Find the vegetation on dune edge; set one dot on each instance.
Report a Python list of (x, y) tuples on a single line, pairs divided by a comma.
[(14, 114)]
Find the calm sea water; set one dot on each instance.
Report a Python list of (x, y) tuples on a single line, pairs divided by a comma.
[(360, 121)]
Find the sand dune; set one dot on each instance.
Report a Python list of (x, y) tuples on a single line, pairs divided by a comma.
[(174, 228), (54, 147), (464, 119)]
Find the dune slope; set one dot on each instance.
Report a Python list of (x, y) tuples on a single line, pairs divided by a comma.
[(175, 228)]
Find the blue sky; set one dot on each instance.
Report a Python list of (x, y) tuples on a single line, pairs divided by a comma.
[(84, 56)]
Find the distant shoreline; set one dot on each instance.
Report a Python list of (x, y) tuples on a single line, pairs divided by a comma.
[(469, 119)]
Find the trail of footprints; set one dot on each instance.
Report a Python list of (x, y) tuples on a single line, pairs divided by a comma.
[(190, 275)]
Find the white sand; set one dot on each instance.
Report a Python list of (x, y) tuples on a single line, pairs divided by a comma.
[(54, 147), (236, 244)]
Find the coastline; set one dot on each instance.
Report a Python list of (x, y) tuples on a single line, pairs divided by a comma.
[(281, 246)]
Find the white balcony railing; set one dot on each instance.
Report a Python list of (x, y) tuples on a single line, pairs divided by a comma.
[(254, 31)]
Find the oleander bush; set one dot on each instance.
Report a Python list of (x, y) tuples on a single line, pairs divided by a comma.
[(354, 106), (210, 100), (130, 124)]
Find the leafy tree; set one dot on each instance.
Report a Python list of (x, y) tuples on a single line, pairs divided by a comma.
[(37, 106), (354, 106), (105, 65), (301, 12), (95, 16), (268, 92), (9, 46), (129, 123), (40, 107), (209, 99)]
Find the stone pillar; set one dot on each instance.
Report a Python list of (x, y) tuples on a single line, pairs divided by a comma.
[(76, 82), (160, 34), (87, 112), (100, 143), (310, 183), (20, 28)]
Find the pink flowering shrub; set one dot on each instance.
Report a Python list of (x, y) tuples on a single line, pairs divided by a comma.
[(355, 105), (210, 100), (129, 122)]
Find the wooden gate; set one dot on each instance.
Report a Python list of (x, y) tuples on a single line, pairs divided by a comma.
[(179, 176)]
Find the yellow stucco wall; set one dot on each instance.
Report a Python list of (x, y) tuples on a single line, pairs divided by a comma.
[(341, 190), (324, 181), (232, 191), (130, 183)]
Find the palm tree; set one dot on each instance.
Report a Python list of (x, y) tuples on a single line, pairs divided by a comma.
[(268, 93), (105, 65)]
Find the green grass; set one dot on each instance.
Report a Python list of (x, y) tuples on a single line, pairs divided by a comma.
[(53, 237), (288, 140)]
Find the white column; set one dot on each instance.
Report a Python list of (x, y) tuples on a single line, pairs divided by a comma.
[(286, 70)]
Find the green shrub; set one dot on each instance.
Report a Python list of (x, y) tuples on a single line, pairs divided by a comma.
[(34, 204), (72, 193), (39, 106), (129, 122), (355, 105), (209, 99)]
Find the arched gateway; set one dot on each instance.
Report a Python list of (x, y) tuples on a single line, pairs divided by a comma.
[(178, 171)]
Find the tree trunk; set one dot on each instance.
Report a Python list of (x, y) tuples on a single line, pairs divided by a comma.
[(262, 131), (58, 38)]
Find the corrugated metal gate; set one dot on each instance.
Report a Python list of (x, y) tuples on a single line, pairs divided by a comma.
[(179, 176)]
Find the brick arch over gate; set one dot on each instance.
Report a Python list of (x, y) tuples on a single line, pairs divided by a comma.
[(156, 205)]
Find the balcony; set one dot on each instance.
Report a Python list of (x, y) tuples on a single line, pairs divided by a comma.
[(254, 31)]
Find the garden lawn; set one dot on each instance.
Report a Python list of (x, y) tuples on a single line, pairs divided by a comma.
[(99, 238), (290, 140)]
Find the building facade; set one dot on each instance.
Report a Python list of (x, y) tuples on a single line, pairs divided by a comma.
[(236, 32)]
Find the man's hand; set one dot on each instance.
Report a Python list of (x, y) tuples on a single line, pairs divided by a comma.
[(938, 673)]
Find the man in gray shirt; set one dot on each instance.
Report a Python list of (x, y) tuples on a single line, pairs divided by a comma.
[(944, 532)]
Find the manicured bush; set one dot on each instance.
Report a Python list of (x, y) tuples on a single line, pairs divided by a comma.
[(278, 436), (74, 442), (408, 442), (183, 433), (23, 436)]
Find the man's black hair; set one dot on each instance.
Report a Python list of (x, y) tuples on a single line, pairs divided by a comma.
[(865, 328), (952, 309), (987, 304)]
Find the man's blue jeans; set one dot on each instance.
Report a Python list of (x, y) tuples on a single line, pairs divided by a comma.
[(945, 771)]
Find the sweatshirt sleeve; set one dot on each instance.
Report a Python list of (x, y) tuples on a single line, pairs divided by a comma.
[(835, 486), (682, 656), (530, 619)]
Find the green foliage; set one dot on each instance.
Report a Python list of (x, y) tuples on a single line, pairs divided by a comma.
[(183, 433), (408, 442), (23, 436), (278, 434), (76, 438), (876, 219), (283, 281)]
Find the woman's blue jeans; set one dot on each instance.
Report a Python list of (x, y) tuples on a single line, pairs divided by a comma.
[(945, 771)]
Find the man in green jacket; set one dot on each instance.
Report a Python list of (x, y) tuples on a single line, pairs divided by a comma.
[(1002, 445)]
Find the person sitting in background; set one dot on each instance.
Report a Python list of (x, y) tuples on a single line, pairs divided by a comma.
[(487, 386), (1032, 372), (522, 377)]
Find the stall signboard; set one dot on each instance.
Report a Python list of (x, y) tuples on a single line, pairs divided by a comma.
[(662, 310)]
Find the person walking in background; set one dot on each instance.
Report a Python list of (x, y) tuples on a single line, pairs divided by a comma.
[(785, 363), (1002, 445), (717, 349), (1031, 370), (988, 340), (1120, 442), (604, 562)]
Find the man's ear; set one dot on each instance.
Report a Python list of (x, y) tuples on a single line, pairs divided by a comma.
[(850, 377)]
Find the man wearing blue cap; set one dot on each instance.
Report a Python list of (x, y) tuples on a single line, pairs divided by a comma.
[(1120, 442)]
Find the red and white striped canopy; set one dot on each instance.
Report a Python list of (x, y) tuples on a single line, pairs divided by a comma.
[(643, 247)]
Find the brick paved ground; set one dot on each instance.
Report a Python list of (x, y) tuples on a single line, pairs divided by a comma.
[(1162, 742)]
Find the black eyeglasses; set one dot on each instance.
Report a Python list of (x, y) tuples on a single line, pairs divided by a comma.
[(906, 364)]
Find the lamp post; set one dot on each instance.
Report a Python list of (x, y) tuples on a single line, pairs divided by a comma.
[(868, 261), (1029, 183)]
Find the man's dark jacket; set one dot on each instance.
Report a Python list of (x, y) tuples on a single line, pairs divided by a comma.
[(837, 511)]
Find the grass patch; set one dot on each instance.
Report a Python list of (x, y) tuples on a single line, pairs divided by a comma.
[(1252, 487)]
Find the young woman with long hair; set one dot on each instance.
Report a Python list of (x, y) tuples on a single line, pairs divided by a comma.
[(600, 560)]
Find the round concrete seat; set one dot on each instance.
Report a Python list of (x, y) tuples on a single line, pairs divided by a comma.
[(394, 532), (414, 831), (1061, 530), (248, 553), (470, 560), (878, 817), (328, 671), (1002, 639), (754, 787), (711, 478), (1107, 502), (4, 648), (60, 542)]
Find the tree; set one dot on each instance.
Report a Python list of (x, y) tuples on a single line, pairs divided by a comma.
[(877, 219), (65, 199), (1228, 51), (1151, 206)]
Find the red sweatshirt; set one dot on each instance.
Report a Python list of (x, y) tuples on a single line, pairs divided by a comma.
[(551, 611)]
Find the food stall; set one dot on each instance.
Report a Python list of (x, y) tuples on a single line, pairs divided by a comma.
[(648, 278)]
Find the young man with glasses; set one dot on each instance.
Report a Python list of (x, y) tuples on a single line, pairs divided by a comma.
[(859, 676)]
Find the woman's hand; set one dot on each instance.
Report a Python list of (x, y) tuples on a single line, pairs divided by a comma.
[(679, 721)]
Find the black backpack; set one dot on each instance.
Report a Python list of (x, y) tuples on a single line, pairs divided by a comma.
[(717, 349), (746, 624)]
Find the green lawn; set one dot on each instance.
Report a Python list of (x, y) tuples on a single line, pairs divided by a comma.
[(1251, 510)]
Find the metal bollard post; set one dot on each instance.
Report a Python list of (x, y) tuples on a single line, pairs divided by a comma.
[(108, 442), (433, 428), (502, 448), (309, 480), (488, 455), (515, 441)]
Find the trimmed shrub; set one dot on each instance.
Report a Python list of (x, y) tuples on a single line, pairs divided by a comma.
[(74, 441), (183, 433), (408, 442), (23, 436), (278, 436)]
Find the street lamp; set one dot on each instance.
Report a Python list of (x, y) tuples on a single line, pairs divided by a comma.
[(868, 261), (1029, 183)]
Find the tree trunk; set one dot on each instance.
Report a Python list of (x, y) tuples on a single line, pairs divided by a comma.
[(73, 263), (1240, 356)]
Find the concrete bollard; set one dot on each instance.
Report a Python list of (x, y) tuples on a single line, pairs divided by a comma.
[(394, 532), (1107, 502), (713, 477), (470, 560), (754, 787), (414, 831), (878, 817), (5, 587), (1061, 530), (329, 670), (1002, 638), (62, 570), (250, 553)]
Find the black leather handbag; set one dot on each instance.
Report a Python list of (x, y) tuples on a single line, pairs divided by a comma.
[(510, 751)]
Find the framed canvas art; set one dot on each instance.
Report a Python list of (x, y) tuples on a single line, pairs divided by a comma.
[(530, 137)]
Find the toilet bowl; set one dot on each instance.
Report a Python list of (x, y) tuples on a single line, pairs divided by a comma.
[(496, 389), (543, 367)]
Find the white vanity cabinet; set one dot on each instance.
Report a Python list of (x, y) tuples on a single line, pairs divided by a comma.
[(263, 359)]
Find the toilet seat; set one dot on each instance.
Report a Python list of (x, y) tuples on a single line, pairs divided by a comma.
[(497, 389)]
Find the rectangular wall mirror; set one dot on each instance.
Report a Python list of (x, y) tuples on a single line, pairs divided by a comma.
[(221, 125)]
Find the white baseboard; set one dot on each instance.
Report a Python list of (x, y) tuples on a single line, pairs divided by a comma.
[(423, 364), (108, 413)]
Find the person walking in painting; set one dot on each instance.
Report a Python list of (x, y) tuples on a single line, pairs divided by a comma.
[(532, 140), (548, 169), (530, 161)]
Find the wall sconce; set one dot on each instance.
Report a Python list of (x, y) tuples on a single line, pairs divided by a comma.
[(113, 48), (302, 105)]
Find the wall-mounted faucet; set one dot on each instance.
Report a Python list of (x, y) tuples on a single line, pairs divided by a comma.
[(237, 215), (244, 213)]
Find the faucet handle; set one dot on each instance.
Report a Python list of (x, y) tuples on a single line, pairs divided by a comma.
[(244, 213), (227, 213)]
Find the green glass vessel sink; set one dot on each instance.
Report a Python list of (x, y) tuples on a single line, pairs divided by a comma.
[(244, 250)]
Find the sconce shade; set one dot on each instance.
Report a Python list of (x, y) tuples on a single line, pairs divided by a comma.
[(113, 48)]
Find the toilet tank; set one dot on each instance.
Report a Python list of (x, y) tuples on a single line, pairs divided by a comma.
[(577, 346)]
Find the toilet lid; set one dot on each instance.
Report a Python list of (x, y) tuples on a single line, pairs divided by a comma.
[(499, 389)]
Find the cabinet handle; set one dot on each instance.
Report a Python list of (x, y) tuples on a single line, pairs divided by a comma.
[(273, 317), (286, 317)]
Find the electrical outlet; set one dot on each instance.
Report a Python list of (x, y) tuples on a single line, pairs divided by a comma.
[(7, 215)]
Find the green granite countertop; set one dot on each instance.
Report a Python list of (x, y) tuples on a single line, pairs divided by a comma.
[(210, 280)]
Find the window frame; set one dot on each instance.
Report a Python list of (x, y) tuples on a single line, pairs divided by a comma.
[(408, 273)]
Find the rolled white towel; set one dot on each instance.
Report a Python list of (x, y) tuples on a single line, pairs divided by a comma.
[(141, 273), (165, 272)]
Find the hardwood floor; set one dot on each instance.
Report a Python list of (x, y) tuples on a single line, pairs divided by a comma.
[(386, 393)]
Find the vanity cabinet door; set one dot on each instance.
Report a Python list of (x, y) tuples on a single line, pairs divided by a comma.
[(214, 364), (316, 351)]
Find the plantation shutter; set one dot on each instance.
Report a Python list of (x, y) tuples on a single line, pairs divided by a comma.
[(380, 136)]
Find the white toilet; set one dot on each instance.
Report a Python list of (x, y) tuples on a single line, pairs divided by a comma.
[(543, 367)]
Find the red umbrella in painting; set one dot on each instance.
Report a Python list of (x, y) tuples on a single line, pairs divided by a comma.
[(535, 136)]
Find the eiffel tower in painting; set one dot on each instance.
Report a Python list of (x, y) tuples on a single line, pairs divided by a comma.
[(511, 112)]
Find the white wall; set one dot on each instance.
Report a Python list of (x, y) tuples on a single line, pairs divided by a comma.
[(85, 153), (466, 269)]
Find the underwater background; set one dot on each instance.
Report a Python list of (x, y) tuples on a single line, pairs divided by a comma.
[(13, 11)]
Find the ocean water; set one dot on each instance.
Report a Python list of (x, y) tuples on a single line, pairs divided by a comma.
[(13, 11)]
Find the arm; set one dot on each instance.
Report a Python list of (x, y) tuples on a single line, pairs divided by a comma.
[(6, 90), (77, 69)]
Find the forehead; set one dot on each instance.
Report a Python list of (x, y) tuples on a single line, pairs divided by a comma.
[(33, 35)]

※ ※ ※

● **What is asked**: Convert the entries above into a JSON list of strings with one string per line, leaving out blank lines. Begin at the line that contains "Find the rolled" and stop after the line that contains "[(535, 136)]".

● **Worked solution**:
[
  "Find the rolled white towel; set one dot on each instance.",
  "Report a Python list of (x, y) tuples on a single line, pairs divided by a comma.",
  "[(141, 273), (165, 272)]",
  "Find the hardwood floor; set one dot on each instance.",
  "Report a Python list of (x, y) tuples on a single line, pairs divided by a comma.",
  "[(386, 393)]",
  "Find the vanity cabinet door; set one dot on each instance.",
  "Report a Python list of (x, y) tuples on a single line, pairs divided by a comma.",
  "[(214, 364), (316, 351)]",
  "Find the plantation shutter; set one dot on each instance.",
  "Report a Python list of (x, y) tuples on a single line, pairs divided by a comma.",
  "[(380, 136)]",
  "Find the white toilet; set one dot on each instance.",
  "Report a Python list of (x, y) tuples on a single line, pairs divided by a comma.",
  "[(543, 367)]",
  "Find the red umbrella in painting; set one dot on each instance.",
  "Report a Python list of (x, y) tuples on a single line, pairs divided by a comma.",
  "[(535, 136)]"
]